» **YOUR OBJECTIVE**
In the records below, reproduce word for word every line from the one containing "ROI: wristwatch" up to and including the one containing "top-left (297, 164), bottom-right (309, 184)".

Dataset excerpt:
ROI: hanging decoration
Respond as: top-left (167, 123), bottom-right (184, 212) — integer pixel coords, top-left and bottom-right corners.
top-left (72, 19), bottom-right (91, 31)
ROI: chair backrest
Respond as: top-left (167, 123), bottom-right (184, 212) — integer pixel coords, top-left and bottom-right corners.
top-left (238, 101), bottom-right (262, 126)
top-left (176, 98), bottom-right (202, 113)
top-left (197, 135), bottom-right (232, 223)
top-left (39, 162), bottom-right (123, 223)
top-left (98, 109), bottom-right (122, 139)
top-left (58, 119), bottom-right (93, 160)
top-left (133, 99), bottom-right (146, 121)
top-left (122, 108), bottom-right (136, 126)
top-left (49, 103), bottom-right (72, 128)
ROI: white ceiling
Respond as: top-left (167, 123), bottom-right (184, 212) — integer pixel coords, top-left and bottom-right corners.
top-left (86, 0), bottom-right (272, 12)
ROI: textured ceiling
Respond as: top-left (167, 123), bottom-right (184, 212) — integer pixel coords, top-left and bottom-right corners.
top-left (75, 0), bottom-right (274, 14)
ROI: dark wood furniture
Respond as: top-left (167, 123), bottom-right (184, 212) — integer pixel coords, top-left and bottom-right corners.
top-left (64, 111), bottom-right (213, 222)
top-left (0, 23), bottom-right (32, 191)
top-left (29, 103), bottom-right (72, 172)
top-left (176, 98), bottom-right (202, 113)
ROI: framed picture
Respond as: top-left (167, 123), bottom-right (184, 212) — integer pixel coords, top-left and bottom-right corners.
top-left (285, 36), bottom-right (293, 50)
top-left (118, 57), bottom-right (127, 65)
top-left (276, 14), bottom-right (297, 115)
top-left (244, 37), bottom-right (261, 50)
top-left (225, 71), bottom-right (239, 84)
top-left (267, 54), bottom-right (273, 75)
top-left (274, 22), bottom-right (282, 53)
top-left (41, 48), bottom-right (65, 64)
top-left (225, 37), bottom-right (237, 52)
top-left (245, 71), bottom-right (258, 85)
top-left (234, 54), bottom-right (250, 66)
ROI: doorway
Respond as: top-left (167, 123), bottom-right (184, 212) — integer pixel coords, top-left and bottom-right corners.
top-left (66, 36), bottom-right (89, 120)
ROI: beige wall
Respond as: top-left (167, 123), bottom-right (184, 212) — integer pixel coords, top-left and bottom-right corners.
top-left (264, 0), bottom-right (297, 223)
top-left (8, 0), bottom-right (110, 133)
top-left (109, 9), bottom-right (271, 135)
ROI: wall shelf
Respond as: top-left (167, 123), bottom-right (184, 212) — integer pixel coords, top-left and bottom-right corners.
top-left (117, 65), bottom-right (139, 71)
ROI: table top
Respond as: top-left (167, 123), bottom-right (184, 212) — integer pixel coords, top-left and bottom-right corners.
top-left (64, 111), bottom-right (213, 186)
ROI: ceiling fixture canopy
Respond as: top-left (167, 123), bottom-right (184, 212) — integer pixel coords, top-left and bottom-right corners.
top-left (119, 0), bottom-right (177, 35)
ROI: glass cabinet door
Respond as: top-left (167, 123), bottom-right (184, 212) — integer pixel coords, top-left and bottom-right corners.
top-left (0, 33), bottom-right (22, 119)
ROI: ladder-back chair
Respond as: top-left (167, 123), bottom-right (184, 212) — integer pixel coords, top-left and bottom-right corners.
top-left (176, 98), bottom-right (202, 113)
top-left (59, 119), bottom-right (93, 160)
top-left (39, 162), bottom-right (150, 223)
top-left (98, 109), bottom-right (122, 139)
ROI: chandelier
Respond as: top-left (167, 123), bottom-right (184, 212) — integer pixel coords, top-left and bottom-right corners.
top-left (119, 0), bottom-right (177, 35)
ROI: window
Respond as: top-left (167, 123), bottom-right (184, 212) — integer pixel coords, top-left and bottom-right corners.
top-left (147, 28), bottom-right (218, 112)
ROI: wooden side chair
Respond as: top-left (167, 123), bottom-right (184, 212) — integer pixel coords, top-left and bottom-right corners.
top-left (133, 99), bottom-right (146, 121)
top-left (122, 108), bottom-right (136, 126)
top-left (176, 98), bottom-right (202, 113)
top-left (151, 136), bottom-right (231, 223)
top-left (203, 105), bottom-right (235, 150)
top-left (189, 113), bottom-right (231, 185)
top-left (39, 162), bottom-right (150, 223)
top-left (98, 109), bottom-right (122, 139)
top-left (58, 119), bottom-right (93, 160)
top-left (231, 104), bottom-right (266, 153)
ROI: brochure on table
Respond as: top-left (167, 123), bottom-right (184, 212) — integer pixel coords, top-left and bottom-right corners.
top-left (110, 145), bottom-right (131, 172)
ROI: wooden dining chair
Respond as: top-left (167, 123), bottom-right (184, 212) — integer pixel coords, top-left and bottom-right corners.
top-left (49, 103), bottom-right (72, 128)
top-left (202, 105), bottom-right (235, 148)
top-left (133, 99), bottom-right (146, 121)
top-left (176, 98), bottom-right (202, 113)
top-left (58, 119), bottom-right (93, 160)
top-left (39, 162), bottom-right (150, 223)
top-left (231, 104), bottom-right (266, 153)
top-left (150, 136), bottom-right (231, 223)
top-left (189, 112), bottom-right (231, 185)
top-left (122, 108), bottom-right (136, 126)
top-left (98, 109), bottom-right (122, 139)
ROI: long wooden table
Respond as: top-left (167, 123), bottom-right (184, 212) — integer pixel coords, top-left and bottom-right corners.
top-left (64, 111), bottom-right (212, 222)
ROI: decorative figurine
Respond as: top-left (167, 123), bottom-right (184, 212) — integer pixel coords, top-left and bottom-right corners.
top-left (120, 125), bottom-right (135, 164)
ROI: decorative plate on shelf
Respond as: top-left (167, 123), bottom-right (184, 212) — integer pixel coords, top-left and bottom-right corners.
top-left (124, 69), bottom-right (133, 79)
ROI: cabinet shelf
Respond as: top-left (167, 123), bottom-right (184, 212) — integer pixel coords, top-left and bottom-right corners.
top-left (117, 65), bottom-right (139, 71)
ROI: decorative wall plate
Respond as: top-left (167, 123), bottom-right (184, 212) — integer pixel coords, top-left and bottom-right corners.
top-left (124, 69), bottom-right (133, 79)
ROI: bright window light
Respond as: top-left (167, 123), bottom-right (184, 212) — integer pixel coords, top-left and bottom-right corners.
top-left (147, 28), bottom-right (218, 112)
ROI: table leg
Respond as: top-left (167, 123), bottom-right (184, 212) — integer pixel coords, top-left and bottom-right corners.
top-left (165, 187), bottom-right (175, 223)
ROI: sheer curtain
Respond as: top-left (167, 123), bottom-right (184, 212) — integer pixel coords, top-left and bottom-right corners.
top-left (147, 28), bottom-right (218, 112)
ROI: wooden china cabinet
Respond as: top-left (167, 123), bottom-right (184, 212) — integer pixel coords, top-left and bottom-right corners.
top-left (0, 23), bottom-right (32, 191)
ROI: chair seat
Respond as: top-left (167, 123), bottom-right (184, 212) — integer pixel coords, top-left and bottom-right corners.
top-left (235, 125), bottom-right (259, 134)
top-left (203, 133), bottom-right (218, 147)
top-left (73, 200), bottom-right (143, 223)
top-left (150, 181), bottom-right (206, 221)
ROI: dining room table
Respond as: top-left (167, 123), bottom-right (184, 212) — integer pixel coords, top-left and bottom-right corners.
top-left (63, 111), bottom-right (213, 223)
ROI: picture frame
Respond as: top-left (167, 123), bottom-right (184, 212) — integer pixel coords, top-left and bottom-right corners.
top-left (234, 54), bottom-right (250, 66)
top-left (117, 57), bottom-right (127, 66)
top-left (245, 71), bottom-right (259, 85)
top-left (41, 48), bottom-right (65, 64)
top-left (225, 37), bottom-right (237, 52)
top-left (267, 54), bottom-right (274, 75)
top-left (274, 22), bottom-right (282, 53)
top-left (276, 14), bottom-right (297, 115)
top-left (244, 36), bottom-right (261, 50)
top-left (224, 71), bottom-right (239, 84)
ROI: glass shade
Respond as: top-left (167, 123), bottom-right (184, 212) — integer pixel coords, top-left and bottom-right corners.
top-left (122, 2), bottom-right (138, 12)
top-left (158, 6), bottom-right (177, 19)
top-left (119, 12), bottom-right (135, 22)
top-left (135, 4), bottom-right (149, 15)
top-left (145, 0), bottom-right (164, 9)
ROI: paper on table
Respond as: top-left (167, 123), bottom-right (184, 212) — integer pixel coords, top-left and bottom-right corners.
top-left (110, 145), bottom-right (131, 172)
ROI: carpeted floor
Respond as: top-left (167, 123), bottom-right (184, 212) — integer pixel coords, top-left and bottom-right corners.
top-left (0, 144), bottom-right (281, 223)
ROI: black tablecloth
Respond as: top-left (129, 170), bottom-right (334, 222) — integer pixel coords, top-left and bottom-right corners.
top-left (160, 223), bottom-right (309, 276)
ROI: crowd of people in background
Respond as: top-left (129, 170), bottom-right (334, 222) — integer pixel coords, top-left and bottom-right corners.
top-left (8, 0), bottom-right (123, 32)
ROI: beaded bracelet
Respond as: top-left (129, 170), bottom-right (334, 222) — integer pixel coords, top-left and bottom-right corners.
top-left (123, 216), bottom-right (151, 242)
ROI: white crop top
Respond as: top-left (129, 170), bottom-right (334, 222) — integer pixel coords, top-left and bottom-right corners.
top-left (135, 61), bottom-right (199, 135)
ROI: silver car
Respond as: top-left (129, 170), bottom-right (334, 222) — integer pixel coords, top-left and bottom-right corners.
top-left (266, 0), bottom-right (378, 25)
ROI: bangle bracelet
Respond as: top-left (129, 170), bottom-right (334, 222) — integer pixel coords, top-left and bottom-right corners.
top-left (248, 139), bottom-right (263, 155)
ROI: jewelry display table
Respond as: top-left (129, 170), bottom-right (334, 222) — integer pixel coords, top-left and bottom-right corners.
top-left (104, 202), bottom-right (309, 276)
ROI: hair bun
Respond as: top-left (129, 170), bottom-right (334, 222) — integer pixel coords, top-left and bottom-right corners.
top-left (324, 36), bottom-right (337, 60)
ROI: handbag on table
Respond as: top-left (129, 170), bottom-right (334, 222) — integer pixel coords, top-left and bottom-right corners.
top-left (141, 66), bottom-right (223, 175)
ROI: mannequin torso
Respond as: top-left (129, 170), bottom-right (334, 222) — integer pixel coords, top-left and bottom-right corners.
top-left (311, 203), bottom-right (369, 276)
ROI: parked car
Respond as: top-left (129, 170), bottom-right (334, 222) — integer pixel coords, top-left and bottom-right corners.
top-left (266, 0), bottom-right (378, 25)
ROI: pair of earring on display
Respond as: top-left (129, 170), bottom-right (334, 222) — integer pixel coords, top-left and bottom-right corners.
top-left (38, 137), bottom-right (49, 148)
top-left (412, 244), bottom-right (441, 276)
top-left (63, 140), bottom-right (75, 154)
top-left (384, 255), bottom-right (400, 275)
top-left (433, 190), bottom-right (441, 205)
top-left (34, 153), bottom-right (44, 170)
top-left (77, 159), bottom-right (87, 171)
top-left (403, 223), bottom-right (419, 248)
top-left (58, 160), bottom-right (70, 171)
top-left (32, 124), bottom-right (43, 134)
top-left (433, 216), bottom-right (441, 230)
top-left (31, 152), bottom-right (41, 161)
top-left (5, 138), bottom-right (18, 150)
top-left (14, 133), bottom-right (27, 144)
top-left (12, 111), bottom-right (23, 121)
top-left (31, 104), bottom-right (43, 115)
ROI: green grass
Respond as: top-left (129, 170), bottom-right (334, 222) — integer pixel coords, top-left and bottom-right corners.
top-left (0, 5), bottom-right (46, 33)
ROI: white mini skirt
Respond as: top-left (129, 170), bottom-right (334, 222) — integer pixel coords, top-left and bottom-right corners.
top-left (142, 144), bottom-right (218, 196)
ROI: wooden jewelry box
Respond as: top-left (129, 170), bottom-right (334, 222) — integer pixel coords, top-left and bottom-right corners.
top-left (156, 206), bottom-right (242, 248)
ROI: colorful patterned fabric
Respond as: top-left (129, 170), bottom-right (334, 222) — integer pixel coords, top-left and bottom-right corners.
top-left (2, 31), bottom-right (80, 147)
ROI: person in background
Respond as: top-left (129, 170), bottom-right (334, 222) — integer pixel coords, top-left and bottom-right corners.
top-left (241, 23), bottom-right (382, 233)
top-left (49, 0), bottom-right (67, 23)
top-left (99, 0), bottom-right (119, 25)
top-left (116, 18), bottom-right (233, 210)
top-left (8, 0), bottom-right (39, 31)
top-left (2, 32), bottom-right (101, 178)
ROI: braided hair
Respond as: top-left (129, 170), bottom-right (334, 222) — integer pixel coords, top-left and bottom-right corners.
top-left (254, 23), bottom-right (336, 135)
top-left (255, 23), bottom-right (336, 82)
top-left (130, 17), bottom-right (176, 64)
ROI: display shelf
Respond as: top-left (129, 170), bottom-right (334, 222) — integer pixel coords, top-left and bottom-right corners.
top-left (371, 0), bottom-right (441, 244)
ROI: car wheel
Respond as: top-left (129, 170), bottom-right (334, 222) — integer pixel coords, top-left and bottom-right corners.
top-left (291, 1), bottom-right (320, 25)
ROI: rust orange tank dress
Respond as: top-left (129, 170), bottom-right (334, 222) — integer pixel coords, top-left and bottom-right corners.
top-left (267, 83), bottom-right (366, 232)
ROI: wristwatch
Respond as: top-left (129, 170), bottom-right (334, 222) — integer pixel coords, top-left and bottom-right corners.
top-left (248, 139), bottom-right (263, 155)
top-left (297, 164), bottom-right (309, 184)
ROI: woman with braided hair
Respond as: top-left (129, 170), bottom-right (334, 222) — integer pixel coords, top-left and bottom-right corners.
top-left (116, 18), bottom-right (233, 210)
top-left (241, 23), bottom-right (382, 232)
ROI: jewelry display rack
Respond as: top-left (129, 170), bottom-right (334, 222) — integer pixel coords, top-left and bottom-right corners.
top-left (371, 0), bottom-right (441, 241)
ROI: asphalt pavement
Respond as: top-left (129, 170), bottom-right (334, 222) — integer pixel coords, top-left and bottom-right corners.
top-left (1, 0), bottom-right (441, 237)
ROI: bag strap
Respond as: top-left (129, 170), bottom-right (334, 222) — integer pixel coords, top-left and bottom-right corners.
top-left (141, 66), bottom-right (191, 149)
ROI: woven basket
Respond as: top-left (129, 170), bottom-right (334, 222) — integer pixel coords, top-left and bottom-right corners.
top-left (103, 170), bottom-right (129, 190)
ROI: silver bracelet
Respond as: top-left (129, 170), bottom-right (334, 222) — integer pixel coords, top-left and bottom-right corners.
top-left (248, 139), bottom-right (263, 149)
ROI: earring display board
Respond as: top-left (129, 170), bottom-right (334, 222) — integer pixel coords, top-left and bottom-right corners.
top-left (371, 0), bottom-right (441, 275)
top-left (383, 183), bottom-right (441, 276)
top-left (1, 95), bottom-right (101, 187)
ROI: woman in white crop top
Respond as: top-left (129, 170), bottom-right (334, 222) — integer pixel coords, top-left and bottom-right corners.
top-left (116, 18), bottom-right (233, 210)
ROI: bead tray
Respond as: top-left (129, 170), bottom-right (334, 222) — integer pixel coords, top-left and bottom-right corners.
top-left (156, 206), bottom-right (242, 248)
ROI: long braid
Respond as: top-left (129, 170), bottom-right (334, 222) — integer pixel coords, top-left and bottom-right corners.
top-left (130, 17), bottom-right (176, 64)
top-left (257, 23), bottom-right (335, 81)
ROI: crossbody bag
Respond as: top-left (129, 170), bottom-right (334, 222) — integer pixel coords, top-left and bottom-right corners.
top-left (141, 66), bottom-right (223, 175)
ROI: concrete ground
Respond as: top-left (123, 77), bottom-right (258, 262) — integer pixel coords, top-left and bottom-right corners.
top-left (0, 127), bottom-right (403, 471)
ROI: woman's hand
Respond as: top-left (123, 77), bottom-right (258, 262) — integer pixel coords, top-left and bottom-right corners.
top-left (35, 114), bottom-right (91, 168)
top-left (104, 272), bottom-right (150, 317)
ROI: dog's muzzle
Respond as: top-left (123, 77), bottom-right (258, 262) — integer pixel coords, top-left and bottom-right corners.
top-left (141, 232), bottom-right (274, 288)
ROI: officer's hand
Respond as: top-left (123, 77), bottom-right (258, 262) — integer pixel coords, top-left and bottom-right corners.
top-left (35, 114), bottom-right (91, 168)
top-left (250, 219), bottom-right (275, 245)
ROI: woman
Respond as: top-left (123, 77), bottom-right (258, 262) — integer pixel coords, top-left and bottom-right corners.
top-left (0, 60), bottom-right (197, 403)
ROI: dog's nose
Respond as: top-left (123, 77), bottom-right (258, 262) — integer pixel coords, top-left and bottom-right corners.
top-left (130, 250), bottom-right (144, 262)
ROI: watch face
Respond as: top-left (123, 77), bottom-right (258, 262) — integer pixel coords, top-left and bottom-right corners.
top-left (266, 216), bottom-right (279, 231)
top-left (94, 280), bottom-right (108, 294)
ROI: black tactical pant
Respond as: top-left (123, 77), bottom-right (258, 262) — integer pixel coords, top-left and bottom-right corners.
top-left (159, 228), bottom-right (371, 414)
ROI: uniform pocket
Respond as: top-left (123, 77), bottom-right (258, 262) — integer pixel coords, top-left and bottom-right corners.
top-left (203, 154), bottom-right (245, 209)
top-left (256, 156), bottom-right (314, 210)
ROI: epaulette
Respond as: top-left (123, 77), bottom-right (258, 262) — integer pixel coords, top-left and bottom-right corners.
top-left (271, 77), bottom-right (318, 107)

» **WRITTEN SOLUTION**
ROI: wristwatch
Respond as: top-left (129, 170), bottom-right (334, 222) — integer pixel coords, top-left and bottom-right corners.
top-left (248, 139), bottom-right (263, 155)
top-left (297, 164), bottom-right (309, 184)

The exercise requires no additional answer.